PAGE EXCERPT:
——————

3) It pays to be a wild and crazy guy. With eager anticipation, I fired up my newly made artificial intelligence machine, expecting a Frankenstein equivalent of Einstein to machine learn and do my tasks for me, and generally make me look brilliant. I figured that I was on the verge of artificial genius to enhance my brain capacity, which I already figured to be roughly the size of a small planet. So when it came to setting weights and biases, I either went with the integer 1 or a random integer, and figured that the back propagation would clean up and get me to the appropriate figure. Again, that would be the case if I had the patience to sit through a few million training epochs. When my perceptrons had the intellectually ability of Popeye the Sailor Man, I was sorely tempted to give up, until I started doing crazy things with the initial weights. In one case, I got satisfaction by starting with a value of 10^-3.
4) It pays to initially log everything. I was getting fabulous results in early testing with minimal training. I figured that I was well on the way to creating my own silicon-based Watson that would reside on my laptop at my beck and call. However as the number of training epochs climbed, the weight correction stalled and the logs reported that the local gradient was NaN or not a number. Several WTF sessions resulted, and it took me through the travail of logging everything to discover that the phi equation where I was supposed to calculate the local gradient, had a mistake. I was squaring Math.tan instead of Math.tanh. It was disappointing to learn that a programming error initially added a lot of accuracy and amazement to my artificial intelligence machine, but as it progressed, it got dumber and dumber. I suppose that it's a good model for the intellectual capacity of a human being's Life journey, but that wasn't what I was aiming for.

——————

INPUT DATA:
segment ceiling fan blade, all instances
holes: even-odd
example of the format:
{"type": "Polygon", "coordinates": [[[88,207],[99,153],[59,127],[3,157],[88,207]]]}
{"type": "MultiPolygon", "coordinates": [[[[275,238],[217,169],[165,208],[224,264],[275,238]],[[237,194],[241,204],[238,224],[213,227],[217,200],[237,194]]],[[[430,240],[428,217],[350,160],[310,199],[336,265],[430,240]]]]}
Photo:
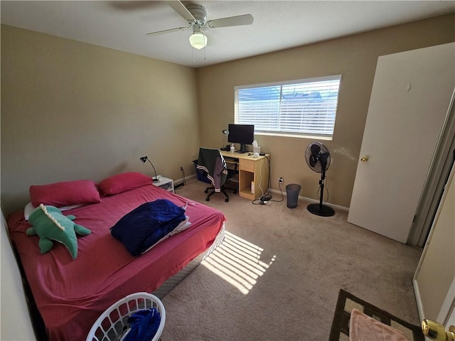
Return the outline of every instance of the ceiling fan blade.
{"type": "Polygon", "coordinates": [[[169,28],[168,30],[157,31],[156,32],[150,32],[146,33],[146,36],[158,36],[159,34],[170,33],[171,32],[176,32],[177,31],[186,31],[191,27],[191,25],[188,25],[186,27],[176,27],[175,28],[169,28]]]}
{"type": "Polygon", "coordinates": [[[242,16],[209,20],[207,21],[206,25],[213,28],[216,27],[240,26],[242,25],[251,25],[253,23],[254,20],[253,16],[251,14],[244,14],[242,16]]]}
{"type": "Polygon", "coordinates": [[[188,20],[188,21],[196,20],[196,18],[193,16],[193,14],[191,14],[191,13],[188,10],[188,9],[185,7],[185,5],[182,4],[182,1],[167,1],[167,3],[185,20],[188,20]]]}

——————

TASK 1: Decide whether each statement below agrees with the excerpt about building an artificial intelligence machine, answering yes or no and quoting the words of the excerpt that settle it. (a) The programming mistake was found by logging everything. (b) The author was squaring Math.tanh when Math.tan was intended. (c) In one case, an initial weight of 10^-3 gave a satisfying result.
TASK 2: Continue the excerpt about building an artificial intelligence machine, starting after its last sentence.

WRITTEN ANSWER 1:
(a) Yes: "it took me through the travail of logging everything to discover that the phi equation where I was supposed to calculate the local gradient, had a mistake."
(b) No: "I was squaring Math.tan instead of Math.tanh."
(c) Yes: "In one case, I got satisfaction by starting with a value of 10^-3."

WRITTEN ANSWER 2:
5) One of the most difficult things using multi-layer perceptrons is framing the tool such that the functioning maps clearly to a hypothesis value with a minimal amount of jumping through loops and hoops and a pile of remedial programming. In other words, to make the thing do real life work (instead of constructing a piece of software that autonomously mimics an exclusive OR gate, as most tutorials in this field do) you have to design it such that real world inputs can be mapped into the morphology, topology and operating methodology of an artificial neural net, and the outputs can be mapped to significant hypothesis values.
In other words, a high school girl can code a functional multi-layer perceptron machine (and she has -- if you watch TED talks, she diagnoses cancer with it), however it takes a bit of real work to make it solve real life problems. But when you do, machine learning is one of the most sublime achievements of the human race. The machines achieve a level of logic that their carbon-based creators cannot. And that is why Dr. Stephen Hawking says that Artificial Intelligence poses a threat to mankind. I am not worried about the threat of artificial intelligence. I am more worried about the threat of a fanatic, with a bunch of explosives strapped to his chest. It is only logical, and it doesn't take very many training epochs to figure that one out.